(Problem requirements)
In the records that follow, locate every line with "shape" and extract it.

-- Provided material follows --

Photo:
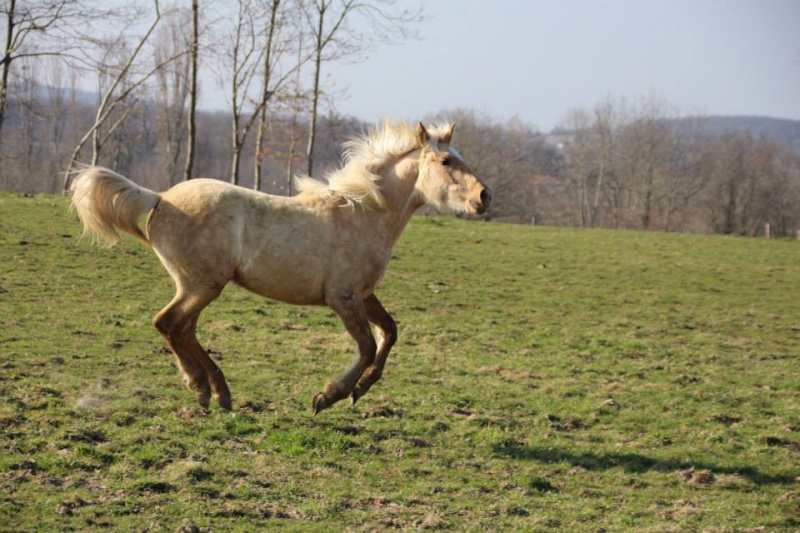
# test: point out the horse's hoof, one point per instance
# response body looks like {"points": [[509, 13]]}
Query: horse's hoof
{"points": [[225, 403], [320, 403], [204, 399]]}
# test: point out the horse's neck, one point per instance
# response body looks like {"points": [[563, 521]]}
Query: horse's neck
{"points": [[400, 193]]}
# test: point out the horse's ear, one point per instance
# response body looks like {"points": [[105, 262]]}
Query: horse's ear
{"points": [[448, 134], [422, 135]]}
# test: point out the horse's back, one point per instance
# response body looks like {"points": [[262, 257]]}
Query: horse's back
{"points": [[211, 230]]}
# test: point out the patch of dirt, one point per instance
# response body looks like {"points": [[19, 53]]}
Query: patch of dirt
{"points": [[698, 478]]}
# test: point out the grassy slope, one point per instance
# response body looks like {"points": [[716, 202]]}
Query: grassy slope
{"points": [[545, 379]]}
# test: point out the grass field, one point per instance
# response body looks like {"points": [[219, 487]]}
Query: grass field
{"points": [[545, 380]]}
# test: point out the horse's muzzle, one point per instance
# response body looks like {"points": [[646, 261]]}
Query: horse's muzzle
{"points": [[485, 200]]}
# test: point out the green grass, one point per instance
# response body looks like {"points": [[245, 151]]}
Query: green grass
{"points": [[545, 380]]}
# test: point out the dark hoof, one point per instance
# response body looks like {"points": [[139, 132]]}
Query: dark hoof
{"points": [[225, 403], [320, 403]]}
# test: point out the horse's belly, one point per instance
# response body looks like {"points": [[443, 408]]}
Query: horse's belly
{"points": [[283, 283]]}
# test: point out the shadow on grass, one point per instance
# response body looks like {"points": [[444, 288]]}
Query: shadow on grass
{"points": [[633, 462]]}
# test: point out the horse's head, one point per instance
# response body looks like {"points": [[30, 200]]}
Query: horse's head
{"points": [[445, 181]]}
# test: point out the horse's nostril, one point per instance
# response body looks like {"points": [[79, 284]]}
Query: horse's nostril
{"points": [[486, 197]]}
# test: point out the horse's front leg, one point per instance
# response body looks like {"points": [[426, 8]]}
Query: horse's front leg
{"points": [[353, 313], [387, 336]]}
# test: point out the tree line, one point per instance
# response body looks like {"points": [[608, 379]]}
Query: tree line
{"points": [[85, 83]]}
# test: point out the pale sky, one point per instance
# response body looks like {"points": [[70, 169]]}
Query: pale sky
{"points": [[538, 59]]}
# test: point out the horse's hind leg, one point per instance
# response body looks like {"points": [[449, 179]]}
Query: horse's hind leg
{"points": [[352, 311], [387, 336], [177, 323]]}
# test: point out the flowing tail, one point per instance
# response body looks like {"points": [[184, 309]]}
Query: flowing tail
{"points": [[107, 202]]}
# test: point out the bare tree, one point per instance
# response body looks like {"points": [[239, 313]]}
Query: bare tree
{"points": [[279, 38], [122, 79], [334, 38], [173, 87], [194, 46], [26, 26]]}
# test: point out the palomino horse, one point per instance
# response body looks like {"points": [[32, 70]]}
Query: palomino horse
{"points": [[328, 245]]}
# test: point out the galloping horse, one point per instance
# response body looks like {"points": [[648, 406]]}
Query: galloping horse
{"points": [[328, 245]]}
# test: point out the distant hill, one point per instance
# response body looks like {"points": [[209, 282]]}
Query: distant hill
{"points": [[784, 131]]}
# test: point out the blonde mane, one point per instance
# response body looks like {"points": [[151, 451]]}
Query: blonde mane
{"points": [[358, 182]]}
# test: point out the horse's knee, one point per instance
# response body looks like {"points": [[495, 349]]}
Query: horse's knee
{"points": [[163, 323], [390, 331]]}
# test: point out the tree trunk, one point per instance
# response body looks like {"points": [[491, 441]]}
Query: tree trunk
{"points": [[190, 143], [312, 127]]}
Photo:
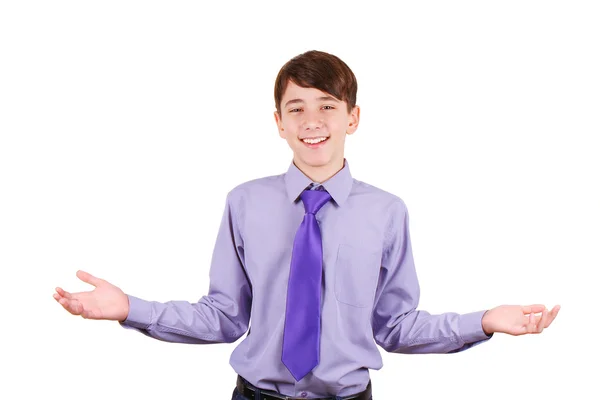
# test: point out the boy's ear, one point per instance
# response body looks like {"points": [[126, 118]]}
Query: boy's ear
{"points": [[279, 124], [353, 120]]}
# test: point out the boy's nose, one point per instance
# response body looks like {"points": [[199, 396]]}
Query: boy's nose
{"points": [[312, 121]]}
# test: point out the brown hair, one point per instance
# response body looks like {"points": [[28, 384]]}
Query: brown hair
{"points": [[319, 70]]}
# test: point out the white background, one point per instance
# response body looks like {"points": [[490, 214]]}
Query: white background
{"points": [[124, 124]]}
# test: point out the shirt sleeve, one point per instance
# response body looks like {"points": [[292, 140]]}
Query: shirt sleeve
{"points": [[398, 326], [222, 316]]}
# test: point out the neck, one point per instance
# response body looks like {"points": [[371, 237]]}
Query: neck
{"points": [[321, 173]]}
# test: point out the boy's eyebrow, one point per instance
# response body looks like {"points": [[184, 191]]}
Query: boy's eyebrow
{"points": [[322, 98]]}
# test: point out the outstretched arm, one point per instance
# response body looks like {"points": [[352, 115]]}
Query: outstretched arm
{"points": [[399, 327], [221, 316]]}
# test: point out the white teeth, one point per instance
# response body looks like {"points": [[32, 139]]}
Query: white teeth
{"points": [[314, 140]]}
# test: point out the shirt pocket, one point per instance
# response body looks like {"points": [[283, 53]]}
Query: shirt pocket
{"points": [[356, 275]]}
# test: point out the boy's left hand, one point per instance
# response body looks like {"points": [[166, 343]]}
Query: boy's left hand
{"points": [[518, 320]]}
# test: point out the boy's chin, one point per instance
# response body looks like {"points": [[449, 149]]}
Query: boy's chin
{"points": [[317, 162]]}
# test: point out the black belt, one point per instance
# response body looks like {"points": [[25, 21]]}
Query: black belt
{"points": [[246, 389]]}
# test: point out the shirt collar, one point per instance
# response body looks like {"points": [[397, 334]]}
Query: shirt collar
{"points": [[338, 186]]}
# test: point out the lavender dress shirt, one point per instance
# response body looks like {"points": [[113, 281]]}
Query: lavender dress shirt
{"points": [[370, 288]]}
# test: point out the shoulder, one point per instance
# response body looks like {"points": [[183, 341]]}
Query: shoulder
{"points": [[268, 185], [378, 198]]}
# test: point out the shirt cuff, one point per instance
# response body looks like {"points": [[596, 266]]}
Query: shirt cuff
{"points": [[140, 313], [470, 328]]}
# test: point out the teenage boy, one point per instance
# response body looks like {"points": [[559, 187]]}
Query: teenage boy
{"points": [[322, 263]]}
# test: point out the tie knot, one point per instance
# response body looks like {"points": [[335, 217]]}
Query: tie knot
{"points": [[314, 199]]}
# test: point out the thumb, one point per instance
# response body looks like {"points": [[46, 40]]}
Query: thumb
{"points": [[88, 278]]}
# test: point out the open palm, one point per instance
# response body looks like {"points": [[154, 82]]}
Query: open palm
{"points": [[519, 320], [106, 301]]}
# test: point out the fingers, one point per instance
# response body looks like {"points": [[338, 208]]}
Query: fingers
{"points": [[533, 308], [88, 278], [64, 293], [72, 306], [551, 315], [531, 324], [542, 323]]}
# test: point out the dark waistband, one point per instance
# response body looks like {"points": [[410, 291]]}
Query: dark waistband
{"points": [[248, 390]]}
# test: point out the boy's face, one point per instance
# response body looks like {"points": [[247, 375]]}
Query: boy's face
{"points": [[315, 125]]}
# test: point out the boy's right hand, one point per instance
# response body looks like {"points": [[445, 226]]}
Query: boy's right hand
{"points": [[106, 301]]}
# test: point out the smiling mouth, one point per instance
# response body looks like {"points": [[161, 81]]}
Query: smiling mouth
{"points": [[315, 140]]}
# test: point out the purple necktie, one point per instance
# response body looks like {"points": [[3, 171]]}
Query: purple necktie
{"points": [[303, 310]]}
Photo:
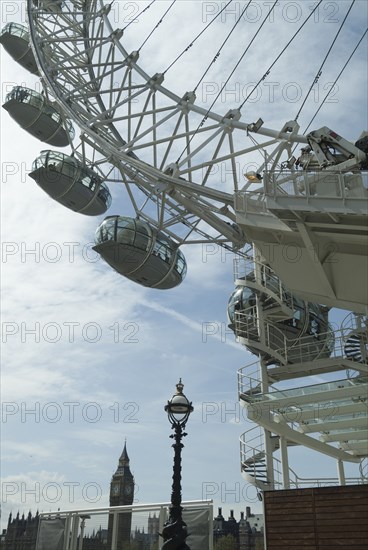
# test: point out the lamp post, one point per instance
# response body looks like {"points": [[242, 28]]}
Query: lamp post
{"points": [[175, 532]]}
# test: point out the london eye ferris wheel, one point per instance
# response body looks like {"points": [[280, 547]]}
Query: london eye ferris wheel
{"points": [[195, 171]]}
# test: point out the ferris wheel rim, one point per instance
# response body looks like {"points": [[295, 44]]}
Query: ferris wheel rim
{"points": [[216, 117]]}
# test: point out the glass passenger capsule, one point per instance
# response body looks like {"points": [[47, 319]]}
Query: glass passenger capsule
{"points": [[140, 253], [71, 183], [15, 39], [34, 113], [308, 326]]}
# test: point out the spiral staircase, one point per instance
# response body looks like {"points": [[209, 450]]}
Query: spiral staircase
{"points": [[309, 391]]}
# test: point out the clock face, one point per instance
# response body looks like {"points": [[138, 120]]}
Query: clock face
{"points": [[115, 489], [128, 489]]}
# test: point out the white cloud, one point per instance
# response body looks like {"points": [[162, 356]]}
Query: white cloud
{"points": [[173, 329]]}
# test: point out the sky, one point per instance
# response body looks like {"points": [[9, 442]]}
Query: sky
{"points": [[89, 359]]}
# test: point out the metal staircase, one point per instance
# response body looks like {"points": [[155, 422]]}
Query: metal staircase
{"points": [[290, 408]]}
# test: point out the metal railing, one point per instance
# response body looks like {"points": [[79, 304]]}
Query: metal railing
{"points": [[252, 450], [245, 270], [70, 527], [325, 183]]}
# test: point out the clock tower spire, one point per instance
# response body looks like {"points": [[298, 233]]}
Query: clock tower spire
{"points": [[122, 494]]}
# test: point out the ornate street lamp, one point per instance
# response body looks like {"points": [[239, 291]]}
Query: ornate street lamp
{"points": [[175, 532]]}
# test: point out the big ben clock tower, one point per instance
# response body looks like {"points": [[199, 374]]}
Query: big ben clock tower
{"points": [[122, 493]]}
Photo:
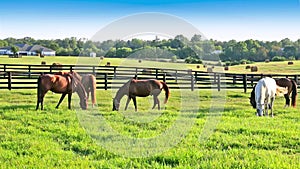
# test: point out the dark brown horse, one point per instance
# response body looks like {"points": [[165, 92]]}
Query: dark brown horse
{"points": [[141, 88], [291, 88], [88, 81], [57, 66], [65, 84]]}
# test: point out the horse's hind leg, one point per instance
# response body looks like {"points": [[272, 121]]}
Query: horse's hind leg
{"points": [[154, 101], [127, 102], [287, 100], [61, 99], [134, 102], [271, 105], [40, 99], [69, 100]]}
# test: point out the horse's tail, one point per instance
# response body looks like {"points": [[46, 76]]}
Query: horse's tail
{"points": [[93, 86], [294, 93], [167, 91]]}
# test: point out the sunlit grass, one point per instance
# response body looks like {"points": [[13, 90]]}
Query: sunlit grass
{"points": [[62, 138]]}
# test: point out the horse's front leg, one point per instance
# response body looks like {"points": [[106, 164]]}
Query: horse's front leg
{"points": [[134, 102], [287, 100], [271, 106], [154, 101], [127, 102], [61, 99], [69, 100]]}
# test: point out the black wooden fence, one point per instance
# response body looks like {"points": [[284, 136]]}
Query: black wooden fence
{"points": [[16, 76]]}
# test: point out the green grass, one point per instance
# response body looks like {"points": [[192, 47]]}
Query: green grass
{"points": [[62, 138], [271, 67]]}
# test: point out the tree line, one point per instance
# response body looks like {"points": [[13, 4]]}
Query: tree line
{"points": [[192, 50]]}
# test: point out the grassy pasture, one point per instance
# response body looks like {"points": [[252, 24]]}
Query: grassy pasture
{"points": [[57, 138], [62, 138], [271, 67]]}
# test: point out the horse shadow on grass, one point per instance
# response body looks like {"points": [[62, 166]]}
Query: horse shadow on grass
{"points": [[17, 107]]}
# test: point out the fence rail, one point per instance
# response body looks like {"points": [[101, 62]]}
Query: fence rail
{"points": [[17, 76]]}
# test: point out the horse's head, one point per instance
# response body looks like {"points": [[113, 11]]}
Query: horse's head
{"points": [[116, 104]]}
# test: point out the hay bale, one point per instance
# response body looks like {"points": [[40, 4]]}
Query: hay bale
{"points": [[248, 67], [254, 69]]}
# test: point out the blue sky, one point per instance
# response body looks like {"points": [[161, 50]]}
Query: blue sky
{"points": [[216, 19]]}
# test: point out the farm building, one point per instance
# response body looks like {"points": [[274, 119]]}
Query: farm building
{"points": [[28, 50]]}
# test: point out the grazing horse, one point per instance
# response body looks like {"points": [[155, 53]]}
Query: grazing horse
{"points": [[263, 96], [57, 66], [141, 88], [88, 81], [291, 88], [65, 84]]}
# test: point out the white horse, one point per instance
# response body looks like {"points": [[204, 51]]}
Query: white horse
{"points": [[263, 96]]}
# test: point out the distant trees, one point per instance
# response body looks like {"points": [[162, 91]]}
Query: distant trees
{"points": [[14, 50], [192, 50]]}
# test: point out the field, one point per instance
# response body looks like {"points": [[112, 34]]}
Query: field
{"points": [[271, 67], [199, 129], [234, 138]]}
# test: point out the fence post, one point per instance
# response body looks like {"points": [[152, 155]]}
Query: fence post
{"points": [[105, 81], [245, 83], [94, 72], [9, 80], [219, 82], [196, 76], [115, 71], [296, 79], [176, 78], [215, 78], [234, 79], [29, 71], [192, 82], [164, 77], [4, 70]]}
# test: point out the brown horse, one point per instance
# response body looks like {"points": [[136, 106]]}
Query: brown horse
{"points": [[88, 81], [291, 87], [65, 84], [57, 66], [140, 88]]}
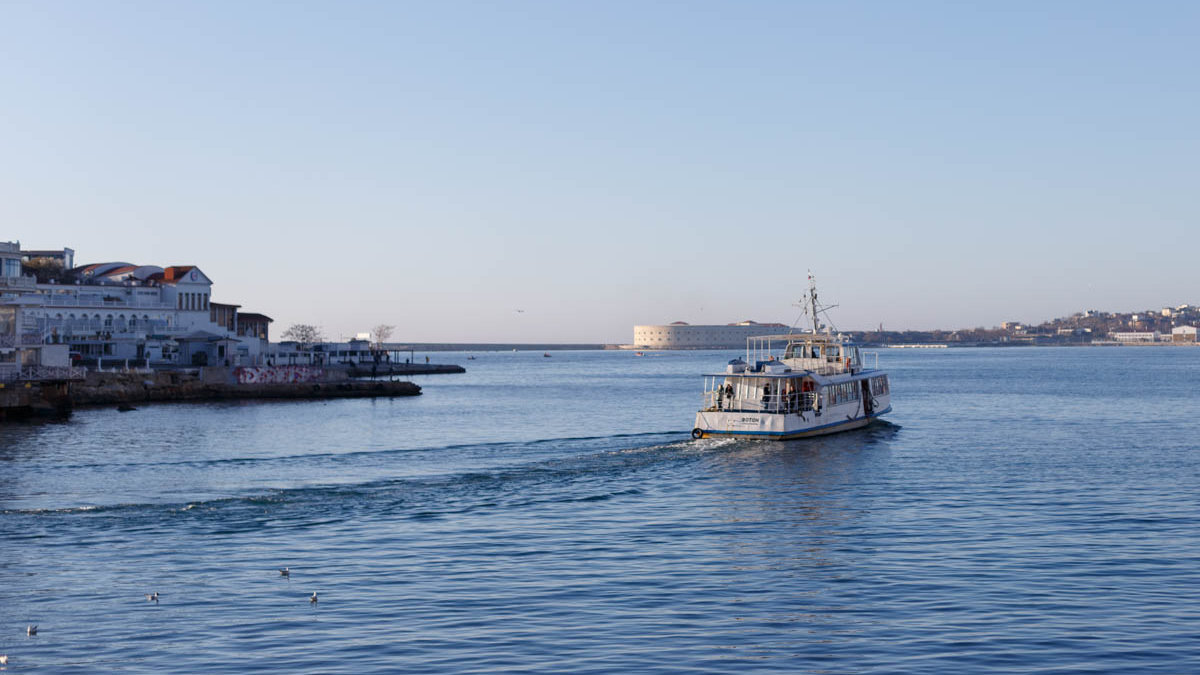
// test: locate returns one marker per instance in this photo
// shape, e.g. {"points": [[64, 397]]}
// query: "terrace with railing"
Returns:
{"points": [[10, 374]]}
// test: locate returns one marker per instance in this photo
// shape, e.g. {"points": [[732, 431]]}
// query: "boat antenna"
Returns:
{"points": [[814, 309]]}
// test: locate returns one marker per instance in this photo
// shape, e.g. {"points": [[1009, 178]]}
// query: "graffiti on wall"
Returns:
{"points": [[279, 374]]}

-- Provided material concluded --

(Exercise solution)
// shape, e.g. {"points": [[64, 397]]}
// shape, e.g. {"points": [[732, 431]]}
// shape, e.g. {"points": [[1009, 178]]}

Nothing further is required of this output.